# Given task
Pictures do not belong in the copy; restate the records below word for word.

======== Material

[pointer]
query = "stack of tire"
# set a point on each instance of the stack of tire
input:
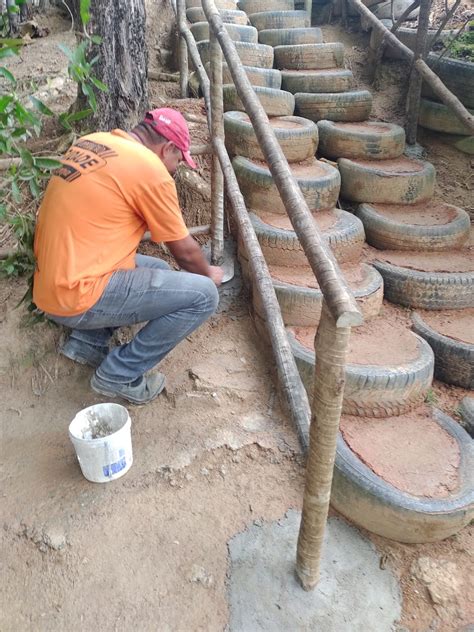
(330, 119)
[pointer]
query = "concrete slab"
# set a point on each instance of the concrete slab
(353, 595)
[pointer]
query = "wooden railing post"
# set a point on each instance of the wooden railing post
(217, 131)
(331, 346)
(414, 87)
(182, 50)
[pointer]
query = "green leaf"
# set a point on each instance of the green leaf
(8, 75)
(5, 101)
(78, 116)
(16, 192)
(89, 93)
(10, 42)
(34, 188)
(98, 84)
(26, 157)
(8, 52)
(39, 105)
(64, 120)
(84, 10)
(67, 51)
(47, 163)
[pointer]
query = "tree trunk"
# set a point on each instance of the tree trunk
(122, 64)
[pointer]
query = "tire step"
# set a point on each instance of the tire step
(349, 106)
(220, 4)
(274, 102)
(237, 32)
(301, 299)
(329, 80)
(466, 411)
(399, 181)
(427, 226)
(389, 368)
(369, 494)
(309, 56)
(286, 37)
(264, 77)
(258, 55)
(451, 336)
(440, 118)
(427, 280)
(342, 231)
(297, 136)
(229, 16)
(318, 181)
(367, 140)
(258, 6)
(265, 20)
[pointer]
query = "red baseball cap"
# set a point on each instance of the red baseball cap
(171, 125)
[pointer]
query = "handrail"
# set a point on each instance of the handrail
(340, 301)
(288, 375)
(446, 96)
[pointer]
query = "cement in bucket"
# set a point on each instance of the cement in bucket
(101, 436)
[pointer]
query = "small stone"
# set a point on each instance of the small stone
(441, 578)
(199, 575)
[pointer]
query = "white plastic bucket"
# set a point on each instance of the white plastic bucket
(101, 435)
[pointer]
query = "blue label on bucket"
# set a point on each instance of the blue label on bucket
(113, 468)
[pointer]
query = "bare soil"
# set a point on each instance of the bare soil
(377, 342)
(432, 474)
(213, 455)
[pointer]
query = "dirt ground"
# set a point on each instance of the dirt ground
(213, 455)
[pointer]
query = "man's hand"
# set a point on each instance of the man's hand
(189, 257)
(216, 273)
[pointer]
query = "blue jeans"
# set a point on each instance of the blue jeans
(173, 303)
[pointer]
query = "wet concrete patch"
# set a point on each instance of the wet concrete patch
(354, 594)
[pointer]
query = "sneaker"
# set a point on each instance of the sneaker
(141, 391)
(84, 353)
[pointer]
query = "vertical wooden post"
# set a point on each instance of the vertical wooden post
(414, 87)
(344, 12)
(182, 50)
(331, 346)
(217, 131)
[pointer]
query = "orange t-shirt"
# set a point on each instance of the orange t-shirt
(96, 208)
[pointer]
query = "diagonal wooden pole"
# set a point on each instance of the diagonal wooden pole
(217, 131)
(331, 345)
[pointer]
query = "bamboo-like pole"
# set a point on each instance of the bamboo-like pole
(321, 259)
(414, 86)
(383, 44)
(217, 131)
(289, 378)
(331, 346)
(182, 51)
(447, 97)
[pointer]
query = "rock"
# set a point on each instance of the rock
(54, 538)
(440, 577)
(199, 575)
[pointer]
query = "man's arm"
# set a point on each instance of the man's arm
(189, 257)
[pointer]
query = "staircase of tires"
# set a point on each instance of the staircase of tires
(403, 468)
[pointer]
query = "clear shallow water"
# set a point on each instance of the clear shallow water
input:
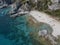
(14, 31)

================

# Response below
[pointer]
query = "stack of tire"
# set a point on each instance of the stack of tire
input:
(330, 119)
[pointer]
query = "concrete slab"
# set a point on each instance of the concrete slab
(353, 595)
[pointer]
query = "wooden railing post"
# set a point on each instance of the wooden railing post
(217, 131)
(331, 346)
(414, 87)
(182, 50)
[pointer]
query = "green leaf"
# set a point on each instance of the green leaf
(8, 75)
(5, 101)
(78, 116)
(16, 192)
(89, 93)
(10, 42)
(34, 188)
(98, 84)
(26, 157)
(8, 52)
(39, 105)
(64, 120)
(84, 10)
(67, 51)
(47, 163)
[pointer]
query = "tree trunk"
# set a point on each instance of the tree trunk
(122, 64)
[pointer]
query = "tire step"
# set a point on each instance of the tire step
(349, 106)
(220, 4)
(274, 102)
(237, 32)
(301, 299)
(329, 80)
(466, 411)
(399, 181)
(427, 226)
(389, 368)
(369, 494)
(309, 56)
(286, 37)
(264, 77)
(258, 55)
(451, 336)
(440, 118)
(427, 280)
(342, 231)
(297, 136)
(229, 16)
(318, 181)
(367, 140)
(258, 6)
(265, 20)
[pointer]
query = "red baseball cap"
# set a point on each instance of the red baseball cap
(171, 125)
[pointer]
query = "handrail"
# set a point on each instance of the handrail
(340, 301)
(288, 375)
(446, 96)
[pointer]
query = "cement in bucket"
# set a point on each instance of the cement in bucket
(101, 436)
[pointer]
query = "small stone"
# set a point on each instance of the small stone
(441, 578)
(199, 575)
[pointer]
query = "white plastic bucket"
# set a point on each instance of the white plastic bucket
(101, 435)
[pointer]
query = "blue label on bucket"
# set a point on each instance of the blue label on bucket
(113, 468)
[pointer]
query = "bare soil"
# set a point on each instance of the bare soil
(377, 342)
(432, 474)
(213, 455)
[pointer]
query = "dirt ground"
# set a point on each instance of the dirt ground
(213, 455)
[pointer]
query = "man's hand"
# set a point on each instance of the man's hand
(189, 257)
(216, 273)
[pointer]
query = "blue jeans"
# set a point on each instance of the blue jeans
(173, 303)
[pointer]
query = "wet concrete patch"
# set a point on each instance of the wet concrete patch
(354, 594)
[pointer]
query = "sneaker"
# set a point on each instance of the sneaker
(141, 391)
(84, 353)
[pointer]
query = "vertical wooden post"
# set a point on each instance of the vertical wooden post
(414, 87)
(344, 12)
(182, 50)
(331, 346)
(217, 131)
[pointer]
query = "orange t-shirt"
# set a point on each instance of the orange t-shirt
(96, 208)
[pointer]
query = "diagonal wooden pole"
# set a point on each instance of the diagonal wooden pole
(217, 131)
(331, 345)
[pointer]
query = "bamboo-like pole"
# set a point on each instance of the bamboo-like pole
(321, 259)
(414, 86)
(383, 44)
(217, 131)
(289, 378)
(331, 346)
(182, 51)
(447, 97)
[pointer]
query = "rock"
# set a point on each instance of the rock
(54, 538)
(440, 577)
(199, 575)
[pointer]
query = "man's arm"
# set a point on each instance of the man's arm
(189, 257)
[pointer]
query = "staircase of tires"
# set a point on each instance of the staircase of tires
(403, 468)
[pointer]
query = "clear shallow water"
# set a point on each instance of the clear shallow water
input:
(14, 31)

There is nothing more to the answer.